**QUESTIONS ET CONSIGNES**
- 1) D'après le texte sur les bateaux volants d'Alain Thébault, de quels matériaux l'e-Nemo sera-t-il fait ?
- 2) Poursuivez le texte sur les bateaux volants d'Alain Thébault à la suite de sa dernière phrase.

**TEXTE PROPOSÉ**
--------------------------------

Je me souviens à ce moment-là d'une phrase du Prince Albert II de Monaco qui me disait que les records n'avaient plus vraiment de sens. Selon lui, le plus important était de raconter une histoire. À cette époque, j'ai réalisé que cette saga était portée à la fois par le soleil et par le vent. Et je suis allé à la rencontre de Bertrand Piccard, le fameux aéronaute suisse. Lors de cette traversée dans le Pacifique, je me suis retrouvé sur une mer remplie de détritus en plastique, c'était épouvantable. » Un vrai déclic pour le navigateur qui décide alors de consacrer l'essentiel de sa carrière professionnelle à imaginer des engins flottants se déplaçant avec « un minimum de bruit, de pollution et de vagues ». Devant une table à cartes et muni de son Caran d'Ache, il cogite, dessine et fourmille d'idées pour imaginer le nautisme de demain.

Un véritable concentré de technologie et un design iconique

Vers 2020, son projet SeaBubbles voit le jour avec l'idée de créer des bateaux à foils pour désengorger le trafic dans les grandes métropoles situées au bord de l'eau. De Paris sur la Seine à Miami en passant par Dubaï ou le lac Léman en Suisse, des villes ou des capitales, comme les médias ou les politiques, s'emballent pour ces navettes électriques qui volent littéralement sur l'eau. Les premiers essais sont concluants. Des prototypes sont fabriqués mais les Seabubbles s'avèrent trop petits, trop lents et trop chers à produire. Brouillé avec une partie de ses partenaires, l'inventeur (qui n'a pas la langue dans sa poche) est écarté de la start-up et revient quelques années plus tard avec The Jet. Une navette rapide sur foils fonctionnant à l'hydrogène pour le transport de huit à dix personnes sur les lacs, fleuves et autres parcours côtiers. Plus récemment, Alain Thébault s'est engagé dans un nouveau projet baptisé “e-Nemo”. Un petit bateau électrique volant qui s'adresse cette fois à une cible “loisir” et se veut révolutionnaire sur le marché de la plaisance car fabriqué à base d'aluminium et d'acier pour ses foils. « Encore une fois, c'est en me baladant en famille avec mes jeunes enfants sur les plages de Pampelonne dans le golfe de Saint-Tropez que m'est venue cette idée. Mes jeunes enfants ont été choqués par le nombre de détritus rejetés par la mer. “Pourquoi fabrique-t-on encore des bateaux en plastique ?”, m'ont-ils dit », explique ce fan de design qui voue un culte à Apple et Tesla. Véritable « concentré de technologie et affichant un design iconique » selon les dires de son concepteur, l'e-Nemo sera fabriqué avec de l'aluminium, de l'acier, des fibres de lin et des résines biosourcées, faisant de lui un bateau en grande partie recyclable. Imaginé par une équipe d'une dizaine de personnes, dont trois ingénieurs de l'America's Cup, ce projet résulte avant tout d'une collaboration avec le directeur technique Laurent Perrier ainsi qu'Emile Di Serio et Christian Georges, de l'entreprise familiale Saint Jean Industries. Cette société du Beaujolais est très active dans l'automobile (notamment Tesla) et dispose notamment d'usines en Europe, aux États-Unis et en Asie. À bord du e-Nemo, on retrouvera un système de pilotage relié à deux joysticks, un iPad ou un iPhone.

--------------------------------

**LIGNES DE DONNÉES**
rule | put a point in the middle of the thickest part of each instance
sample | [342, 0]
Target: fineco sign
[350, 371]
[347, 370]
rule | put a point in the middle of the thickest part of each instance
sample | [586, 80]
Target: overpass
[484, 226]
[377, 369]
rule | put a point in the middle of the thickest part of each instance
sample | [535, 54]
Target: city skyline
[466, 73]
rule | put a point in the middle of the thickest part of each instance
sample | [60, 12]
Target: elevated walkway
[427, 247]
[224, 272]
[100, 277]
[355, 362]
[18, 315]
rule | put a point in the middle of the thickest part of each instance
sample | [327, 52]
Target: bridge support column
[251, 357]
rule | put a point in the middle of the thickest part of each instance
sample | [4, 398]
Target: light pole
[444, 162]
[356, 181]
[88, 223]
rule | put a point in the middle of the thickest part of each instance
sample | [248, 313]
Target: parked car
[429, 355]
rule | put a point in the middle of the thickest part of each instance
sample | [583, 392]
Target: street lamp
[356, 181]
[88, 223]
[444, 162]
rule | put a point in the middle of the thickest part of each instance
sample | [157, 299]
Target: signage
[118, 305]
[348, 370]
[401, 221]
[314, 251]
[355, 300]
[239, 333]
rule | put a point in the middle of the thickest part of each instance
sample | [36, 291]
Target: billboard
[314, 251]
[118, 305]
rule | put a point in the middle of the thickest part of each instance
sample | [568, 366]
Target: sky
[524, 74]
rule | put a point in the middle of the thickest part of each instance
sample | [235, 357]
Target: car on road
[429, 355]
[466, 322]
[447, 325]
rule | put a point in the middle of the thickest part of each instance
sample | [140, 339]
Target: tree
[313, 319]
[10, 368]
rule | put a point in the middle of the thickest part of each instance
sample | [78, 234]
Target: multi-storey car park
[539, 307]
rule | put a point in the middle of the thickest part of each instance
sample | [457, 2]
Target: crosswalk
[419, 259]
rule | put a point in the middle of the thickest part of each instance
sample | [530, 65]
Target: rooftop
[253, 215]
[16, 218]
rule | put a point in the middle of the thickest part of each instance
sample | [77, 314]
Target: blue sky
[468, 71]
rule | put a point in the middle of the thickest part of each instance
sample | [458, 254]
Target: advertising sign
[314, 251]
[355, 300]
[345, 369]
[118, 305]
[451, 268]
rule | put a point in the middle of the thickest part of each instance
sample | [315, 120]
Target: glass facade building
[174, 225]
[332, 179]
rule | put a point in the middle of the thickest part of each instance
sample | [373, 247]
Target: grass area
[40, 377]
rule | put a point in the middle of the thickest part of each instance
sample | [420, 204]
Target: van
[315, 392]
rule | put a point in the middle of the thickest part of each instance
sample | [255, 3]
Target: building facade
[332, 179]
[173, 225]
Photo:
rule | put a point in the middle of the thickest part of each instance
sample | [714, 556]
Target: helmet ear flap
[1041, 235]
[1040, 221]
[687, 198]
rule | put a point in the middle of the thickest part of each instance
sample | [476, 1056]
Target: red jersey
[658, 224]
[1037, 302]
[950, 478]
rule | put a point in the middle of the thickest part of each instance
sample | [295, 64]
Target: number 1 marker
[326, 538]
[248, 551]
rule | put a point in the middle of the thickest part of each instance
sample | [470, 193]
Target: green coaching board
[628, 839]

--------------------------------

**CORRIGÉ**
- 1) D'aluminium, d'acier, de fibres de lin et de résines biosourcées.

- 2)
Pouvant atteindre une vitesse maximale de 35 nœuds contre 22 en croisière, cette unité de 1 700 kilos seulement embarquera 60 kWh de batterie. Mais la véritable innovation technique se situera sous la coque avec une aile de forte envergure, qui s'étendra au-delà de la largeur de la coque.

Des versions “business”et “lagoon” de e-Nemo seront prévues pour les hôtels de luxe

« L'e-Nemo décollera à environ 7 nœuds, réduisant ainsi la traînée hydrodynamique de 40 %. Son foil rétractable à la cinématique de relevage inédite fait l'objet d'un brevet déposé en Suisse », détaille la start-up helvète qui compte attaquer prochainement la production en France avec 200 unités à fabriquer. Pouvant accueillir jusqu'à six personnes, e-Nemo se déclinera aussi en version “business” avec déjà des demandes de chefs d'entreprise suisses et monégasques, “lagoon” pour les hôtels de luxe. Détail important : e-Nemo ne nécessitera aucune connaissance spécifique en navigation, excepté le permis bateau. La mise à l'eau du premier modèle e-Nemo est prévue au courant de l'année 2023.